# What is being asked
Write the next part of the text comparing seasonal ARIMA models for the log UK gas series, beginning right after its last sentence.

The fitted model is:

\[ (1-B)(1-B^4)\log(UKgas_t) = (1 - 0.9260B)(1 - 0.2278B^4)\varepsilon_t \]

This model replaces the seasonal MA term with a seasonal AR term. Its overall fit is very close to Model 1, and both parameters are significant. It is a reasonable alternative, though it does not clearly outperform the simpler seasonal MA specification.

Model Diagnostics and Comparison

Residual Diagnostics

Across the candidate models, the standardized residuals fluctuate around zero without an obvious trend or structure. The residual ACF plots show that most autocorrelations fall within the confidence bounds, and the Ljung–Box p-values are generally acceptable at moderate lags. The Q–Q plots also suggest approximate normality, with only minor deviations in the tails.

That combination of results indicates that all three models are broadly workable, but the choice should still depend on fit, parsimony, and coefficient stability.

Model Comparison

Model 2 has the lowest AIC, which means it provides the best fit by that metric alone. However, the gain over Model 1 is modest, and two of its parameters are only marginally significant. Model 3 performs almost identically to Model 1 in terms of AIC but is not clearly simpler or more interpretable.

For a portfolio report, the main point is not to claim a single universally correct model, but to show a defensible selection process. Here, the simplest strong choice is Model 1.

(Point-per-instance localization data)
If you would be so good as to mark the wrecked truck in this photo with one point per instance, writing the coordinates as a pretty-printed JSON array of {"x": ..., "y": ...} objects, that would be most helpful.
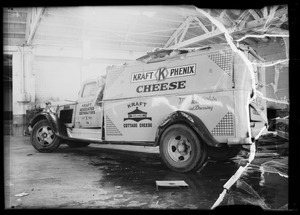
[{"x": 191, "y": 103}]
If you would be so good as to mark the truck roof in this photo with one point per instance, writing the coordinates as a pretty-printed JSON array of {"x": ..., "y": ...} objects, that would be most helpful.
[{"x": 162, "y": 54}]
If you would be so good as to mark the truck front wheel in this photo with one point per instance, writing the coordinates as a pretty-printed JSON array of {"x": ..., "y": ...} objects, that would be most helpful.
[
  {"x": 181, "y": 149},
  {"x": 43, "y": 138}
]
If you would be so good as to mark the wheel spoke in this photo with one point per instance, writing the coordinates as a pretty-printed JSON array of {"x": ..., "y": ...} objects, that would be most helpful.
[
  {"x": 50, "y": 132},
  {"x": 45, "y": 130}
]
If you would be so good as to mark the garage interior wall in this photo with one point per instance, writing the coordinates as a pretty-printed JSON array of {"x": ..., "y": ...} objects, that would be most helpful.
[
  {"x": 51, "y": 75},
  {"x": 277, "y": 76}
]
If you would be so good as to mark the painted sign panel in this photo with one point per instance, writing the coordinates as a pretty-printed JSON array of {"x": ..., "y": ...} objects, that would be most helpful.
[
  {"x": 193, "y": 74},
  {"x": 137, "y": 119},
  {"x": 164, "y": 73}
]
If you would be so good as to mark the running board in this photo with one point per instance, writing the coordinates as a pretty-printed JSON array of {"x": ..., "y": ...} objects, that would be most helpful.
[{"x": 85, "y": 134}]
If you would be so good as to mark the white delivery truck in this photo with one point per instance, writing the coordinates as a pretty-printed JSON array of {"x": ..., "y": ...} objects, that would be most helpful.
[{"x": 192, "y": 103}]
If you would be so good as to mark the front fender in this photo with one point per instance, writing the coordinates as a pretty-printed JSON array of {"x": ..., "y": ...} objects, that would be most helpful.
[
  {"x": 191, "y": 120},
  {"x": 56, "y": 125}
]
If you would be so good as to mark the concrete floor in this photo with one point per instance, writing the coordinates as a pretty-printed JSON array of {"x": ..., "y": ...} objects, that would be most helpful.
[{"x": 111, "y": 176}]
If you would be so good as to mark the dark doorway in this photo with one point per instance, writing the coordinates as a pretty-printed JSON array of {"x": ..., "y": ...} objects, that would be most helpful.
[{"x": 7, "y": 91}]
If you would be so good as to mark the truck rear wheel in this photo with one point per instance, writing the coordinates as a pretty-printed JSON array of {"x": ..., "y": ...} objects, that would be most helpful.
[
  {"x": 223, "y": 153},
  {"x": 181, "y": 149},
  {"x": 43, "y": 138},
  {"x": 74, "y": 144}
]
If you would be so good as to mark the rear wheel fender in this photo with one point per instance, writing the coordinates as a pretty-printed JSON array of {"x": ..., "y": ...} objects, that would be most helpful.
[{"x": 192, "y": 121}]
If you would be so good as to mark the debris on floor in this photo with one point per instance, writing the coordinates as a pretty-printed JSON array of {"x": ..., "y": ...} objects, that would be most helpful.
[
  {"x": 22, "y": 194},
  {"x": 171, "y": 184}
]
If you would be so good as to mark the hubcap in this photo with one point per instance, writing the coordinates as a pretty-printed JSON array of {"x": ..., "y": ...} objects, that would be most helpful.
[
  {"x": 45, "y": 136},
  {"x": 179, "y": 148}
]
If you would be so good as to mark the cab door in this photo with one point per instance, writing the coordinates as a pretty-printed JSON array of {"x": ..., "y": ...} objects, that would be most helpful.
[{"x": 88, "y": 110}]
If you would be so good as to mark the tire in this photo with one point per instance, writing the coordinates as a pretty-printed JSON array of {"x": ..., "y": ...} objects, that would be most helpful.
[
  {"x": 181, "y": 149},
  {"x": 43, "y": 138},
  {"x": 223, "y": 153},
  {"x": 73, "y": 144}
]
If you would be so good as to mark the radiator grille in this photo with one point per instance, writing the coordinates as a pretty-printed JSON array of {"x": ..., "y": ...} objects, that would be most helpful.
[
  {"x": 66, "y": 116},
  {"x": 224, "y": 60}
]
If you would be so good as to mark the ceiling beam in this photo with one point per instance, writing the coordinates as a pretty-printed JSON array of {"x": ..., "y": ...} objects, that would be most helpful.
[
  {"x": 33, "y": 20},
  {"x": 178, "y": 30},
  {"x": 196, "y": 39},
  {"x": 201, "y": 24},
  {"x": 235, "y": 29},
  {"x": 254, "y": 14}
]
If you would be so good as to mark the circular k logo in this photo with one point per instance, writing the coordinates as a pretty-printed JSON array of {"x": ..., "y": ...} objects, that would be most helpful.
[{"x": 161, "y": 74}]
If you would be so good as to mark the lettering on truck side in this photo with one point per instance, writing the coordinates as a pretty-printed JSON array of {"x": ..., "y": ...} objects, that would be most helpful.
[
  {"x": 164, "y": 73},
  {"x": 161, "y": 87}
]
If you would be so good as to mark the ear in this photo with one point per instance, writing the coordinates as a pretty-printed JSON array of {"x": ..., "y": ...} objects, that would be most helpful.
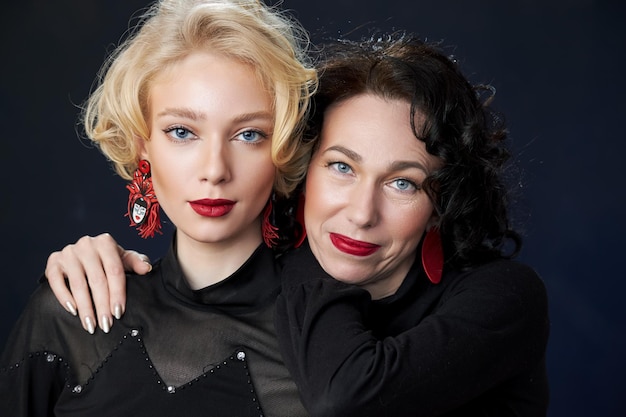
[
  {"x": 140, "y": 145},
  {"x": 433, "y": 221}
]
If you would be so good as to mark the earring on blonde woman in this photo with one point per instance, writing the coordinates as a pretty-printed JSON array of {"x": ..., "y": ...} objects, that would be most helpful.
[{"x": 143, "y": 206}]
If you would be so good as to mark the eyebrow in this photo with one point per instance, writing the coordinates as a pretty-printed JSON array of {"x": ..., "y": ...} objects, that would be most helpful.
[
  {"x": 194, "y": 115},
  {"x": 395, "y": 166}
]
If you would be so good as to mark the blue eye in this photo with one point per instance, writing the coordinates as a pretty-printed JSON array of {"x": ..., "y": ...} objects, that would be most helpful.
[
  {"x": 179, "y": 133},
  {"x": 402, "y": 184},
  {"x": 252, "y": 136},
  {"x": 341, "y": 167}
]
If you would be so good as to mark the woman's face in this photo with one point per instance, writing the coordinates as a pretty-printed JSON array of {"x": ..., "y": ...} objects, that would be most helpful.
[
  {"x": 365, "y": 211},
  {"x": 209, "y": 149}
]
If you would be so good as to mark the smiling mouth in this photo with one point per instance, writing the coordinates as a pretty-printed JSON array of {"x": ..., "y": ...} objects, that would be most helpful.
[
  {"x": 212, "y": 208},
  {"x": 351, "y": 246}
]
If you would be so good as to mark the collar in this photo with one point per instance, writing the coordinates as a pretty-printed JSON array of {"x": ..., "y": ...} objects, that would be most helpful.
[{"x": 255, "y": 284}]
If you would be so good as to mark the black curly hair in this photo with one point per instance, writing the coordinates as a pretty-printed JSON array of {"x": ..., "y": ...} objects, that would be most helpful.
[{"x": 468, "y": 192}]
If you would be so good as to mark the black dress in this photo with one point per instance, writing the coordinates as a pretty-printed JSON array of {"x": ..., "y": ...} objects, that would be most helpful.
[
  {"x": 175, "y": 352},
  {"x": 472, "y": 345}
]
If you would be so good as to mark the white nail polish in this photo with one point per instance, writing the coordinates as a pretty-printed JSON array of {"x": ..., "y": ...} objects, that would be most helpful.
[
  {"x": 89, "y": 324},
  {"x": 118, "y": 311},
  {"x": 105, "y": 324},
  {"x": 70, "y": 308}
]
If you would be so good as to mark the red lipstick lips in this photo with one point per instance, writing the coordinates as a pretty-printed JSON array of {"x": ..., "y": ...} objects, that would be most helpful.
[
  {"x": 212, "y": 208},
  {"x": 351, "y": 246}
]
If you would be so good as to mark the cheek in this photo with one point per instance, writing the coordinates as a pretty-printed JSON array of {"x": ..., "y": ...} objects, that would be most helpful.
[
  {"x": 314, "y": 198},
  {"x": 409, "y": 223}
]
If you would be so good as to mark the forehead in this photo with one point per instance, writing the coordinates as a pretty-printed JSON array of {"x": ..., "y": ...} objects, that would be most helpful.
[
  {"x": 211, "y": 82},
  {"x": 372, "y": 119}
]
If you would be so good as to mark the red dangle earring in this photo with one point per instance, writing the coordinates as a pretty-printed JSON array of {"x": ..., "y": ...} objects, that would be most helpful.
[
  {"x": 143, "y": 207},
  {"x": 300, "y": 220},
  {"x": 270, "y": 232},
  {"x": 432, "y": 255}
]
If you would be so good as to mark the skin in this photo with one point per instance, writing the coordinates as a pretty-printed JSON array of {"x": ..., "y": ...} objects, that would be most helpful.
[
  {"x": 210, "y": 122},
  {"x": 363, "y": 195},
  {"x": 210, "y": 133},
  {"x": 365, "y": 210}
]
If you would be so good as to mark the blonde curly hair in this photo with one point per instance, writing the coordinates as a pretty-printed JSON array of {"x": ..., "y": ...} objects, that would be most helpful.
[{"x": 265, "y": 38}]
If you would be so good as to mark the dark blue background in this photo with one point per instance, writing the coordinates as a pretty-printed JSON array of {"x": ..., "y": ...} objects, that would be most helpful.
[{"x": 558, "y": 67}]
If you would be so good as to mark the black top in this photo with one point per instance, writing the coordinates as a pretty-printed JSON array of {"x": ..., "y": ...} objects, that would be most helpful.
[
  {"x": 472, "y": 345},
  {"x": 175, "y": 352}
]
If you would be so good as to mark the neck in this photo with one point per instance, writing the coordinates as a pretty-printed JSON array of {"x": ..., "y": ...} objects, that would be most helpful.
[{"x": 207, "y": 263}]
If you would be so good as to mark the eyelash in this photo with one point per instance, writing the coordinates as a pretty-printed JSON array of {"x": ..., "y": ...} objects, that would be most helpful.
[
  {"x": 171, "y": 129},
  {"x": 416, "y": 186}
]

# Response to this task
Final Selected Model

The final model selected for forecasting is:

\[ \text{SARIMA}(0,1,1)(0,1,1)_{4} \]

This model is preferred because it is parsimonious, statistically well-supported, and diagnostically adequate. It captures both short-term dependence and quarterly seasonal structure without adding borderline terms.

Forecasting

Forecast Generation

forecast_result <- sarima.for(
  log_gas,
  n.ahead = 12,
  p = 0, d = 1, q = 1,
  P = 0, D = 1, Q = 1,
  S = 4,
  ylab = "Log UK Gas Consumption",
  main = "12-Quarter Forecast from SARIMA(0,1,1)(0,1,1)[4]"
)

The selected model is used to forecast the next 12 quarters, or roughly three years ahead. The forecast plot includes the point forecasts together with 95% prediction intervals.

Forecast Interpretation

The forecast preserves the key structure seen in the historical data: an overall upward level together with a repeating quarterly seasonal pattern. The prediction intervals widen as the forecast horizon increases, which is expected because uncertainty accumulates the further ahead the model projects.

Because the model was fitted on the log scale, the forecast should be interpreted as describing multiplicative growth and seasonality in the original series. For short-horizon forecasting, the model appears to provide a reasonable and interpretable summary of the series dynamics.

Key Takeaways

  • UK gas consumption shows strong long-run growth and strong quarterly seasonality.
  • A log transformation is helpful because it stabilizes the variance.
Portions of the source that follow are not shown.